## TESTO DI PARTENZA
Mancano soprattutto i nostri richiami a Sovrintendenza e Amministrazione Comunale e i riferimenti critici ad altre vicende in cui questi soggetti, a nostro avviso, non sono intervenuti a vantaggio della promozione del nostro patrimonio storico e artistico (vedi il caso dell’antica Chiesa di S. Antonio Abate, sotto il fortino, divenuta un ristorante di lusso). 
Ma c’è ancora un’altra mancanza. Il senso del nostro post è stato stravolto per piegarlo evidentemente a logiche di chi, in qualche modo, appare interessato a che niente si muova intorno alla possibilità degli scavi archeologici. Dall’articolo emerge una pesante rassegnazione e anche un invito a dimenticare il tesoro che si potrebbe celare sotto il piazza: insomma, per dirla con l’autrice, a non “piangere sul cemento colato”. Innanzitutto non sappiamo se sia stato “colato il cemento” nei lavori di sistemazione degli anni ‘80: se effettivamente così fosse stato sarebbe stato un grave scempio storico e artistico e, per un giornalista, sarebbe estremamente interessante scoprire chi diresse quei lavori, chi era l’Assessore ai Lavori Pubblici allora, dov’era in quella circostanza la Sovrintendenza, cosa avrebbero da dire oggi questi soggetti a loro discolpa. Per di più è improbabile, seppure si sia fatto uso del cemento, che l’intera piazza sia stata coperta da un’enorme distesa di calcestruzzo armato: visto e considerato che, come documentato, sul luogo della piazza esisteva un intero quartiere con costruzioni di rilevante interesse storico, è possibile che oggi, da uno scavo, possano emergere tracce importanti, fondazioni, impianti murari, etc. Lo sostiene anche l’Arch. Francesca Onesti che ha commentato l’articolo. In pratica qualcosa sotto la piazza deve ancora esserci e non solo l’”anima” della chiesa dell’Annunziata. Lì sotto, lo ribadiamo, non c’è solo il “ricordo” dell’antica chiesa ma potrebbe celarsi un vero e proprio tesoro sul quale, in ogni caso, è necessario investigare; come si fa ad affermare che non c’è niente o che c’è solo cemento se non si fa uno scavo archeologico?

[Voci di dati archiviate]
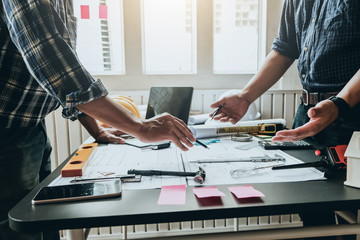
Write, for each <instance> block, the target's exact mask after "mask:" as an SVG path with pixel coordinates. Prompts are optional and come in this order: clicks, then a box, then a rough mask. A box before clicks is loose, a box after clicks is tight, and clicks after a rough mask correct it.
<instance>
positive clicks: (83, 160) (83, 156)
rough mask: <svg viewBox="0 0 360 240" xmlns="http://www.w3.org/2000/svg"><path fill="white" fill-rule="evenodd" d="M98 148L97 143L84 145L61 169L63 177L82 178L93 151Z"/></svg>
mask: <svg viewBox="0 0 360 240" xmlns="http://www.w3.org/2000/svg"><path fill="white" fill-rule="evenodd" d="M97 146H98V144H97V143H89V144H84V145H82V146H81V147H80V149H78V150H77V151H76V152H75V154H74V155H73V156H72V157H71V158H70V160H69V162H67V163H66V165H65V166H64V167H63V168H62V169H61V176H62V177H77V176H82V175H83V172H84V171H85V169H86V167H87V165H88V158H89V157H90V154H91V153H92V151H93V150H94V149H95V148H96V147H97Z"/></svg>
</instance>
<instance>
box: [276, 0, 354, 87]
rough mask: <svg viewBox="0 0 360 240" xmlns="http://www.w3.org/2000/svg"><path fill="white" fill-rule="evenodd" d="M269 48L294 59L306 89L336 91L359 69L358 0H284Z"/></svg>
mask: <svg viewBox="0 0 360 240" xmlns="http://www.w3.org/2000/svg"><path fill="white" fill-rule="evenodd" d="M273 49H274V50H276V51H278V52H279V53H280V54H282V55H285V56H288V57H290V58H293V59H298V70H299V77H300V79H301V82H302V85H303V87H304V88H305V89H307V90H308V91H311V92H332V91H334V92H335V91H340V90H341V89H342V88H343V87H344V86H345V84H346V83H347V82H348V81H349V80H350V79H351V78H352V77H353V76H354V75H355V73H356V72H357V71H358V70H359V69H360V1H359V0H316V1H314V0H285V1H284V6H283V11H282V18H281V22H280V29H279V37H278V38H276V39H275V41H274V43H273Z"/></svg>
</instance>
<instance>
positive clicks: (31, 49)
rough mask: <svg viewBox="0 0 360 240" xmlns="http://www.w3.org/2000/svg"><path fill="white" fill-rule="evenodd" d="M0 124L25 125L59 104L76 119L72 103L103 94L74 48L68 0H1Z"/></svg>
mask: <svg viewBox="0 0 360 240" xmlns="http://www.w3.org/2000/svg"><path fill="white" fill-rule="evenodd" d="M0 17H1V19H0V126H1V127H3V128H9V127H27V126H34V125H36V124H37V123H38V122H40V121H41V120H42V119H44V117H45V116H46V115H47V114H48V113H50V112H51V111H53V110H55V109H57V108H58V107H59V106H60V105H61V106H62V107H63V116H64V117H66V118H70V119H76V118H77V115H78V114H79V111H78V110H77V109H76V108H75V106H76V105H78V104H82V103H87V102H89V101H92V100H94V99H97V98H100V97H102V96H105V95H107V94H108V92H107V90H106V89H105V87H104V86H103V84H102V83H101V82H100V81H99V80H94V79H93V77H92V76H91V75H90V74H89V73H88V72H87V71H86V69H85V68H84V67H83V66H82V65H81V63H80V62H79V59H78V57H77V55H76V52H75V41H76V19H75V18H74V16H73V7H72V1H71V0H1V2H0Z"/></svg>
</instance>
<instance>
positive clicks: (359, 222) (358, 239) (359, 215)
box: [356, 209, 360, 240]
mask: <svg viewBox="0 0 360 240" xmlns="http://www.w3.org/2000/svg"><path fill="white" fill-rule="evenodd" d="M357 222H358V223H360V209H358V216H357ZM356 239H357V240H360V234H357V235H356Z"/></svg>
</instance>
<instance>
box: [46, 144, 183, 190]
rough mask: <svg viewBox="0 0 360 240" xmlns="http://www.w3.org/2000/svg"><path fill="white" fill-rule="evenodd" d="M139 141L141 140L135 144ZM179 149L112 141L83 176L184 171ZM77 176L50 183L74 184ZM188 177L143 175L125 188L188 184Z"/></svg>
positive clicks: (103, 148)
mask: <svg viewBox="0 0 360 240" xmlns="http://www.w3.org/2000/svg"><path fill="white" fill-rule="evenodd" d="M135 142H136V143H137V144H139V143H138V142H137V141H134V143H135ZM178 151H179V150H178V149H177V148H176V147H175V146H171V147H170V148H167V149H161V150H146V151H142V150H141V149H139V148H136V147H132V146H127V145H123V144H109V145H104V146H99V147H97V148H96V149H95V150H94V151H93V154H92V155H91V156H90V158H89V159H88V161H89V165H88V167H87V168H86V171H85V173H84V174H83V176H82V178H83V179H93V178H104V177H116V176H120V175H125V174H127V171H128V170H129V169H145V170H150V169H158V170H168V171H183V169H184V168H183V166H182V162H181V159H180V155H179V154H178ZM73 179H74V178H73V177H69V178H62V177H61V176H60V177H59V178H57V179H55V180H54V181H53V182H52V183H51V184H50V185H66V184H70V181H71V180H73ZM185 183H186V179H185V178H183V177H182V178H180V177H173V176H142V177H141V182H134V183H124V184H123V185H122V188H123V189H151V188H161V186H164V185H181V184H185Z"/></svg>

## DOMANDE SUL MATERIALE
1 – Secondo il testo sugli scavi archeologici sotto la piazza, che cosa è diventata l'antica Chiesa di S. Antonio Abate?
2 – Prosegui per favore il testo sugli scavi archeologici sotto la piazza, partendo dopo la sua ultima frase.

## RISULTATI DELLE ATTIVITÀ
1 – Un ristorante di lusso.

2 –
Viene il sospetto, a questo punto che l’articolo sia stato scritto proprio al fine di spegnere polemiche e legittime rivendicazioni dei cittadini prima ancora che queste entrino nel vivo. E d’altronde la giovane giornalista di TraniWeb potrebbe averne tutto l’interesse, visto che, sempre da articoli di RadioBombo, apprendiamo come la ragazza si identifichi tra i “giovani della destra tranese” che non credo abbiano intenzione di denunciare le mancanze dell’attuale maggioranza del Consiglio Comunale. E d’altronde è un peccato che Francesca Corraro e Raffaella Ardito, presidente della Giovane Italia di Trani e collaboratrice nella stesura dell’articolo, dimostrino nell’articolo una tale rassegnazione visto e considerato che avrebbero la possibilità di sollecitare i vertici della propria area politica ad intervenire.
Sempre da TraniWeb apprendiamo che la stessa Corraro e altri giovani esponenti della destra tranese si sarebbero attivati per l’apertura di una Web Tv, iniziativa senz’altro encomiabile. La stessa giornalista espone così la sua iniziativa “Sarà una TV rivolta tutti coloro che sono stanchi della solita informazione <<deformazione>> quotidianamente trasmessa sul piccolo schermo.” Ci sarebbe da chiedersi di chi è la responsabilità di questa “deformazione” operata dai media, ma la domanda finirebbe con l’essere retorica ed avere una risposta abbastanza scontata. Preferiamo tornare alla questione di Piazza Longobardi per invitare tutti i lettori di questo blog, qualunque sia la loro opinione politica, a non rassegnarsi a “passeggiarci sopra ma a continuare a passare parola per sollecitare chi di dovere ad un intervento tempestivo che ci permetta di riscoprire, ora o mai più, un importante tassello della millenaria storia di questa città.